Dataset entries

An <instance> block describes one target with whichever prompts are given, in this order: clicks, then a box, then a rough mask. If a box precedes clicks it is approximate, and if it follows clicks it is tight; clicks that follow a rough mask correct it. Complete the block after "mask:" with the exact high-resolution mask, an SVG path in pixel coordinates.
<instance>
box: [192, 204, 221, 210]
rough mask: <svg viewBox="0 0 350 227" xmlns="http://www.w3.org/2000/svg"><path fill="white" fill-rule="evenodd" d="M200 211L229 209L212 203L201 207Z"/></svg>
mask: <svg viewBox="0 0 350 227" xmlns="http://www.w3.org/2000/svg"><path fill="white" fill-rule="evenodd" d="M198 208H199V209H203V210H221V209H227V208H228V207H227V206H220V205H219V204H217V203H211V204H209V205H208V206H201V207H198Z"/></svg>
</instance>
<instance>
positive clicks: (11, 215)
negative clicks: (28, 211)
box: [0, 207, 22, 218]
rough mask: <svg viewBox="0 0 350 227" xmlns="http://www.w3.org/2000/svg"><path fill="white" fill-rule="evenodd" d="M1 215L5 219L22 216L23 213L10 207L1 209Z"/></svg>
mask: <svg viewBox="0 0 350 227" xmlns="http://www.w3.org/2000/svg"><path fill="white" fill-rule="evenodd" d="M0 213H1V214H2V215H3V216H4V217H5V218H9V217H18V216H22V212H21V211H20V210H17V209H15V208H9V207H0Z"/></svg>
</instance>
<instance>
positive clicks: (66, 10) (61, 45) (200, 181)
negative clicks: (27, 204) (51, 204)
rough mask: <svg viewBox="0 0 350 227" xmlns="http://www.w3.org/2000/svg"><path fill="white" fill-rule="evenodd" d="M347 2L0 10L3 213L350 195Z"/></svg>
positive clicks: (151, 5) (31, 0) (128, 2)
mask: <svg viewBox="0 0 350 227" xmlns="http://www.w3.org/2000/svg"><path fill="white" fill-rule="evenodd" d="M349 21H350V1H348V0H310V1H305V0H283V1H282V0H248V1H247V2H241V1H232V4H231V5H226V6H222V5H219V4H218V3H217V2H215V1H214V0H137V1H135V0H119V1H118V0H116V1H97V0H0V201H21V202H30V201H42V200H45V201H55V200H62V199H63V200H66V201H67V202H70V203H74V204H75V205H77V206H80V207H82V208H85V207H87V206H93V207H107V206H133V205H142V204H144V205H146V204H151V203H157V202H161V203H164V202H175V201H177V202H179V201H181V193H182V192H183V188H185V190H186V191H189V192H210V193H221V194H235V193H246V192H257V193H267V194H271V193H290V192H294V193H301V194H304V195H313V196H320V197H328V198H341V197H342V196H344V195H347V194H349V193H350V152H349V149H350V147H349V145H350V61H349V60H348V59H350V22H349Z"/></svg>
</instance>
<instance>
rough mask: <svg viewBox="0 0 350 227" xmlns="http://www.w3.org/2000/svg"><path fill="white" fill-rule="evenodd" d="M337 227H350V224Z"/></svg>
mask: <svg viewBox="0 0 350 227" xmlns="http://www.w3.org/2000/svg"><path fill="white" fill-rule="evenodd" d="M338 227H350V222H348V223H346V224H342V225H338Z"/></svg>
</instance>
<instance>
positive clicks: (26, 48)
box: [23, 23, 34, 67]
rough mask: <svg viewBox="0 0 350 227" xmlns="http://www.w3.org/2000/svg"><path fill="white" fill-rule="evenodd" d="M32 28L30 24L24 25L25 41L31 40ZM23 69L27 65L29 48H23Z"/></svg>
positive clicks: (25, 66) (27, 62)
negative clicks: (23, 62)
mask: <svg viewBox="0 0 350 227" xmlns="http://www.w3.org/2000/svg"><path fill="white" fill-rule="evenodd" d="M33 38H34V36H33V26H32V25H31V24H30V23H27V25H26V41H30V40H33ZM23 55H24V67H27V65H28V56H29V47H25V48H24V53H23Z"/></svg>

PROBLEM TO SOLVE:
Rewrite the records above, changing every "rough mask" to "coarse mask" and leaving everything else the same.

RESULT OF THE TASK:
An <instance> block describes one target with whichever prompts are given, in this order: clicks, then a box, then a coarse mask. If a box precedes clicks it is approximate, and if it follows clicks it is tight; clicks that follow a coarse mask correct it. Complete the block after "mask:" with the exact high-resolution mask, an SVG path in pixel coordinates.
<instance>
box: [192, 204, 221, 210]
coarse mask: <svg viewBox="0 0 350 227" xmlns="http://www.w3.org/2000/svg"><path fill="white" fill-rule="evenodd" d="M200 211L229 209L212 203L201 207Z"/></svg>
mask: <svg viewBox="0 0 350 227" xmlns="http://www.w3.org/2000/svg"><path fill="white" fill-rule="evenodd" d="M198 208H199V209H203V210H221V209H227V208H228V207H227V206H220V205H219V204H217V203H211V204H209V205H208V206H201V207H198Z"/></svg>
</instance>
<instance>
positive clicks: (11, 215)
negative clicks: (28, 211)
box: [0, 207, 22, 218]
coarse mask: <svg viewBox="0 0 350 227" xmlns="http://www.w3.org/2000/svg"><path fill="white" fill-rule="evenodd" d="M1 215L5 219L22 216L23 213L10 207L1 209Z"/></svg>
mask: <svg viewBox="0 0 350 227" xmlns="http://www.w3.org/2000/svg"><path fill="white" fill-rule="evenodd" d="M0 213H1V214H2V215H3V216H4V217H5V218H9V217H18V216H22V212H21V211H20V210H17V209H15V208H9V207H0Z"/></svg>
</instance>
<instance>
positive clicks: (66, 10) (61, 45) (200, 181)
negative clicks: (27, 204) (51, 204)
coarse mask: <svg viewBox="0 0 350 227" xmlns="http://www.w3.org/2000/svg"><path fill="white" fill-rule="evenodd" d="M347 2L0 10L3 213L350 195Z"/></svg>
positive clicks: (151, 5) (31, 0) (128, 2)
mask: <svg viewBox="0 0 350 227" xmlns="http://www.w3.org/2000/svg"><path fill="white" fill-rule="evenodd" d="M349 21H350V1H348V0H310V1H305V0H283V1H282V0H248V1H247V2H241V1H232V4H231V5H226V6H222V5H219V4H218V3H217V2H215V1H214V0H137V1H135V0H119V1H118V0H116V1H97V0H0V201H21V202H30V201H42V200H45V201H55V200H62V199H63V200H66V201H67V202H70V203H74V204H75V205H77V206H80V207H82V208H85V207H87V206H93V207H107V206H133V205H142V204H144V205H146V204H151V203H157V202H161V203H164V202H175V201H177V202H179V201H181V193H182V192H183V188H185V190H186V191H189V192H210V193H221V194H235V193H246V192H257V193H267V194H271V193H290V192H294V193H301V194H304V195H313V196H320V197H328V198H341V197H342V196H344V195H347V194H349V193H350V152H349V149H350V147H349V145H350V61H349V60H348V59H350V22H349Z"/></svg>
</instance>
<instance>
coarse mask: <svg viewBox="0 0 350 227" xmlns="http://www.w3.org/2000/svg"><path fill="white" fill-rule="evenodd" d="M337 227H350V224Z"/></svg>
mask: <svg viewBox="0 0 350 227" xmlns="http://www.w3.org/2000/svg"><path fill="white" fill-rule="evenodd" d="M338 227H350V222H348V223H346V224H342V225H338Z"/></svg>
</instance>
<instance>
positive clicks: (26, 48)
box: [23, 23, 34, 67]
coarse mask: <svg viewBox="0 0 350 227" xmlns="http://www.w3.org/2000/svg"><path fill="white" fill-rule="evenodd" d="M32 28L30 24L24 25L25 41L31 40ZM23 69L27 65L29 48H23Z"/></svg>
positive clicks: (25, 66) (27, 62)
negative clicks: (23, 62)
mask: <svg viewBox="0 0 350 227" xmlns="http://www.w3.org/2000/svg"><path fill="white" fill-rule="evenodd" d="M33 38H34V36H33V26H32V25H31V24H30V23H27V25H26V41H30V40H33ZM23 55H24V67H27V65H28V56H29V47H25V48H24V53H23Z"/></svg>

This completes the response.